### What is expected
List each line of the data that holds the word "structure".

[Extracted information — start]

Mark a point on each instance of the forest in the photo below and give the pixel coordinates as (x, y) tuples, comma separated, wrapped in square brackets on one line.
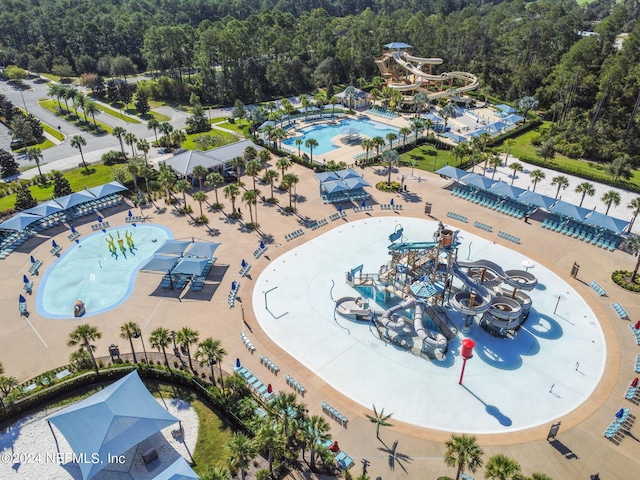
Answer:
[(223, 50)]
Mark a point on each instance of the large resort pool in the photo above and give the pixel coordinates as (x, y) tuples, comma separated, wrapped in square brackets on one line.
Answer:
[(89, 272), (325, 133)]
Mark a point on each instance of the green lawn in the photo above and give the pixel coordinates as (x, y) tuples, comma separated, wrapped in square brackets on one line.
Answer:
[(74, 117), (78, 178)]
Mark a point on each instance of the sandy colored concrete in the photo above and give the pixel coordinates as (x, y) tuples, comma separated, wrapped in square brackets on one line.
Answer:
[(32, 345)]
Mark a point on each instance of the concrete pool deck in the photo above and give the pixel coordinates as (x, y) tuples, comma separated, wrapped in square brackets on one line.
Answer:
[(32, 345)]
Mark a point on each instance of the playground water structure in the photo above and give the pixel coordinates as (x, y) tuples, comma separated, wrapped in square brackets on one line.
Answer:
[(88, 271), (506, 382), (406, 73), (326, 133)]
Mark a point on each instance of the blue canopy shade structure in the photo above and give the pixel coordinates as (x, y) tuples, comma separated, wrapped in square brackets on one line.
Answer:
[(506, 190), (19, 221), (106, 189), (506, 108), (571, 210), (111, 422), (178, 470), (477, 180), (537, 199), (452, 172), (397, 45), (173, 247), (190, 266), (74, 199), (201, 249), (613, 224), (45, 209)]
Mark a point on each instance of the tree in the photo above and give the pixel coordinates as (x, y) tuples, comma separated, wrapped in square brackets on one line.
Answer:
[(561, 181), (536, 175), (380, 419), (215, 180), (129, 331), (34, 154), (200, 173), (83, 335), (516, 167), (311, 143), (160, 338), (635, 206), (61, 185), (632, 244), (24, 198), (241, 451), (200, 197), (585, 188), (501, 467), (78, 141), (463, 453), (231, 191), (526, 104), (183, 186), (208, 353), (119, 133), (8, 165), (391, 158), (187, 337)]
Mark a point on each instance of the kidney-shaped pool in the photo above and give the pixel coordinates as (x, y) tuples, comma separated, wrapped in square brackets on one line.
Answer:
[(89, 272)]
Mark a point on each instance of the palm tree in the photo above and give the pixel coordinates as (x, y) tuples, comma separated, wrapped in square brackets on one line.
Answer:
[(187, 337), (495, 162), (585, 188), (78, 141), (120, 132), (200, 173), (288, 182), (183, 186), (160, 338), (231, 191), (632, 244), (129, 331), (501, 467), (200, 197), (463, 452), (611, 198), (250, 197), (215, 180), (391, 158), (635, 206), (153, 124), (207, 354), (311, 143), (509, 142), (516, 167), (380, 419), (268, 438), (536, 175), (34, 154), (91, 108), (270, 176), (83, 335), (241, 451), (561, 181)]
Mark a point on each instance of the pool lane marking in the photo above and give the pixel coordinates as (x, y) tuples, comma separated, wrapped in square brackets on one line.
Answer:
[(36, 332)]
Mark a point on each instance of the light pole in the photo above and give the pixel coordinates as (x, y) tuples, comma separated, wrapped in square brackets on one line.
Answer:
[(466, 353)]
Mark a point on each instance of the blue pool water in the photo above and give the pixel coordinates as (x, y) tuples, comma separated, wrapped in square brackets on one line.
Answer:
[(325, 133), (87, 271)]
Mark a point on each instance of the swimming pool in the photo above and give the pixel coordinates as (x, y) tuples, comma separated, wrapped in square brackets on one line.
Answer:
[(87, 271), (324, 134)]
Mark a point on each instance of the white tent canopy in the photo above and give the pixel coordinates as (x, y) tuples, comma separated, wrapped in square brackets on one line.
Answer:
[(111, 422)]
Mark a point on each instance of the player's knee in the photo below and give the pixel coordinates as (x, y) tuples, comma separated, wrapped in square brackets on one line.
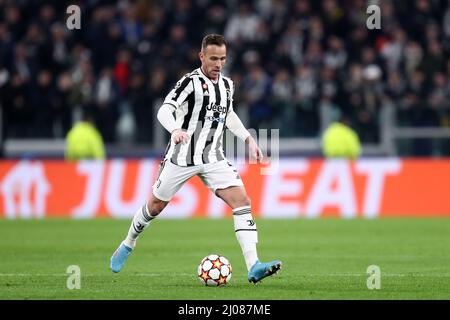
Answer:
[(242, 201), (156, 206)]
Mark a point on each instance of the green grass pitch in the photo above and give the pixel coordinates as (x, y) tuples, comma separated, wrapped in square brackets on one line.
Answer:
[(322, 259)]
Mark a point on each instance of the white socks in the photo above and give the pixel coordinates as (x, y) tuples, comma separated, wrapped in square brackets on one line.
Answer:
[(141, 221), (246, 234)]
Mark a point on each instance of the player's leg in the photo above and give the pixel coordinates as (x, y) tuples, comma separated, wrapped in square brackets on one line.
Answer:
[(222, 178), (141, 220), (169, 180), (244, 225)]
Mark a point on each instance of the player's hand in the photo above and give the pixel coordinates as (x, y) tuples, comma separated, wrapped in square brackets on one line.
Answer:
[(255, 152), (179, 135)]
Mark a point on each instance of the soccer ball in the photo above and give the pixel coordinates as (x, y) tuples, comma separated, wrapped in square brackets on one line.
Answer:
[(214, 270)]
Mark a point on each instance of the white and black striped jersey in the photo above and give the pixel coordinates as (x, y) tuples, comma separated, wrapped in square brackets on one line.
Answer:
[(201, 108)]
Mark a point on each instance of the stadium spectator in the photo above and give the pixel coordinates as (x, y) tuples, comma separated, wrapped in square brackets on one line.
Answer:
[(340, 141)]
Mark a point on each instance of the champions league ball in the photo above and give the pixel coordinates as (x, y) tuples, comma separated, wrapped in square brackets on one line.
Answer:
[(214, 270)]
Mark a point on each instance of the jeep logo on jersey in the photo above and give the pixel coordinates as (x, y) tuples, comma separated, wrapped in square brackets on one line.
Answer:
[(215, 108)]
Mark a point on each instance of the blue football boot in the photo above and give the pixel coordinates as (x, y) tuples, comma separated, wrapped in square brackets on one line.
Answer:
[(119, 257), (260, 270)]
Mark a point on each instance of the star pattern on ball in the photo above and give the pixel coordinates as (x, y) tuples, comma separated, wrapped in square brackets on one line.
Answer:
[(217, 263), (222, 280), (204, 275)]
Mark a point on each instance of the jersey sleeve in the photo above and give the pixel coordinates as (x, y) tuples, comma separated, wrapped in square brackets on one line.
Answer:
[(180, 92), (231, 108)]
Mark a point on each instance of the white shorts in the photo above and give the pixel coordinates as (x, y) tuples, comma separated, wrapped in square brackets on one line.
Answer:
[(171, 177)]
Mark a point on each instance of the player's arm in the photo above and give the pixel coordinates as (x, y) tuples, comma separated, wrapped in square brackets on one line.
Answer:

[Extracted information — finish]

### Written response
Mark a point on each instance of the playground water structure in the photo above and give the pixel coordinates as (x, y) tuples, comma separated, wrapped in square brackets on one line.
Mark a point on each instance of the blue canopy shade structure in the photo above and give the pixel coordinates as (x, y) tuples, comma separated, wrapped in square brackets on one line.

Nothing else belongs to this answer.